━━━ SUPPLIED DATA ━━━

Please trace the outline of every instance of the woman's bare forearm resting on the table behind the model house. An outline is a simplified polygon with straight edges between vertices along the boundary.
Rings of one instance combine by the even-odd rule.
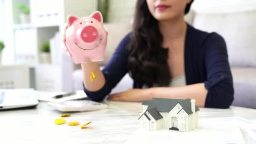
[[[150,97],[168,98],[168,99],[195,99],[198,107],[205,107],[207,89],[204,83],[186,85],[182,87],[158,87],[149,88]]]

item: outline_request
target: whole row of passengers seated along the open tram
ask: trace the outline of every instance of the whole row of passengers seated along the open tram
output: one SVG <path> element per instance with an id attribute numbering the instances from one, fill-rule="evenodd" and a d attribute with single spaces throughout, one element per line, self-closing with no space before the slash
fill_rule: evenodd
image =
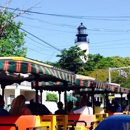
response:
<path id="1" fill-rule="evenodd" d="M 33 99 L 30 100 L 30 104 L 25 106 L 25 97 L 23 95 L 17 96 L 11 104 L 11 109 L 9 112 L 4 109 L 4 98 L 0 95 L 0 116 L 20 116 L 20 115 L 50 115 L 50 114 L 83 114 L 83 115 L 93 115 L 93 108 L 91 102 L 87 101 L 86 98 L 81 98 L 80 101 L 76 101 L 73 104 L 72 101 L 67 103 L 67 110 L 63 109 L 63 103 L 58 102 L 58 110 L 55 113 L 51 113 L 49 109 L 41 103 L 36 103 Z M 75 107 L 74 107 L 75 106 Z M 106 110 L 106 111 L 105 111 Z M 130 111 L 130 106 L 126 106 L 125 111 Z M 104 112 L 122 112 L 122 107 L 118 104 L 116 100 L 112 103 L 107 103 L 106 109 L 100 107 L 100 102 L 95 102 L 95 113 Z"/>

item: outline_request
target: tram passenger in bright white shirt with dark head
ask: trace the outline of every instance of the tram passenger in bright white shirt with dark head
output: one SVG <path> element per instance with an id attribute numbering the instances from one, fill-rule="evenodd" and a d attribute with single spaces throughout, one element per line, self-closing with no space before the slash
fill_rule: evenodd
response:
<path id="1" fill-rule="evenodd" d="M 74 114 L 93 115 L 93 108 L 87 106 L 87 100 L 81 99 L 81 108 L 73 111 Z"/>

━━━

ASSIGNMENT: Search the data above for the word "open" and show every line that has it.

ANSWER BOX:
target: whole row of passengers seated along the open tram
ask: trace the outline of every instance of the whole row of passengers seated along the open tram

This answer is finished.